## START Text shown

THE NINETEENTH CENTURY saw an enormous increase in the ability to produce wealth. Steam and electricity, mechanization, specialization, and new business methods greatly increased the power of labor.
Who could have foreseen the steamship, the railroad, the tractor? Or factories weaving cloth faster than hundreds of weavers? Who could have heard the throb of engines more powerful than all the beasts of burden combined? Or envisioned the immense effort saved by improvements in transportation, communication, and commerce?
Surely, these new powers would elevate society from its foundations, lifting the poorest above worry for the material needs of life. Imagine these new machines relieving human toil, muscles of iron making the poorest worker's life a holiday, giving our nobler impulses room to grow. Given such bountiful material conditions, surely we could anticipate the golden age long dreamed of. How could there be greed when everyone had enough? How could things that arise from poverty — crime, ignorance, brutality — exist when poverty had vanished? Such were the dreams born of this wonderful century of progress.
True, there were disappointments. Discovery upon discovery, invention after invention still did not lessen the toil of those who most need relief or bring plenty to the poor. But it seemed there were so many things that could be blamed for this failure that our faith has hardly weakened. Surely we would overcome these difficulties in time.
Yet we must now face facts we cannot mistake. All over the world, we hear complaints of industrial depression: labor condemned to involuntary idleness; capital going to waste; fear and hardship haunting workers. All this dull, deadening pain, this keen, maddening anguish, is summed up in the familiar phrase "hard times."
This situation can hardly be accounted for by local causes. It is common to communities with widely differing circumstances, political institutions, financial systems, population densities, and social organization. There is economic distress under tyrannies, but also where power is in the hands of the people. Distress where protective tariffs hamper trade, but also where trade is nearly free. Distress in countries with paper money, and in countries with gold and silver currencies.
Beneath all this, we can infer a common cause. It is either what we call material progress, or something closely connected with it. What we call an industrial depression is merely an intensification of phenomena that always accompany material progress. They show themselves more clearly and more strongly as progress goes on.
Where do we find the deepest poverty, the hardest struggle for existence, the greatest enforced idleness? Why, wherever material progress is most advanced. That is to say, where population is densest, wealth greatest, and production and exchange most highly developed. In older countries, destitution is found amid the greatest abundance.
Conversely, workers emigrate to newer countries seeking higher wages. Capital also flows there seeking higher interest. They go where material progress is still in earlier stages. The older countries, where material progress has reached its later stages, is where poverty occurs.
Go to a new community where the race of progress is just beginning, where production and exchange are still rude and inefficient. The best house may be only a log cabin; the richest person must work every day. There is not enough wealth to enable any class to live in ease and luxury. No one makes an easy living, or even a very good one — yet everyone can make a living. While you won't find wealth and all its effects, neither will you find beggars. No one willing and able to work lives in fear of want. Though there is no luxury, there is no poverty.

## END Text shown
## START Recorded information

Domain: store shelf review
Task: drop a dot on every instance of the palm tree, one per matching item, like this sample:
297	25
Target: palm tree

## END Recorded information

What you will do
1. From the text on material progress, can you extract the stretch from "Surely, these new" through "century of progress."?
2. Could you turn the paragraph of the text on material progress that begins "This situation can hardly be accounted for" into a short list that keeps its main facts?

Outputs by task
1.
Surely, these new powers would elevate society from its foundations, lifting the poorest above worry for the material needs of life. Imagine these new machines relieving human toil, muscles of iron making the poorest worker's life a holiday, giving our nobler impulses room to grow. Given such bountiful material conditions, surely we could anticipate the golden age long dreamed of. How could there be greed when everyone had enough? How could things that arise from poverty — crime, ignorance, brutality — exist when poverty had vanished? Such were the dreams born of this wonderful century of progress.

2.
- The distress can hardly be explained by local causes.
- It is common to communities that differ widely in circumstances, political institutions, financial systems, population density, and social organization.
- It exists under tyrannies and also where the people hold power.
- It exists where protective tariffs hamper trade and also where trade is nearly free.
- It exists in countries with paper money and in countries with gold and silver currencies.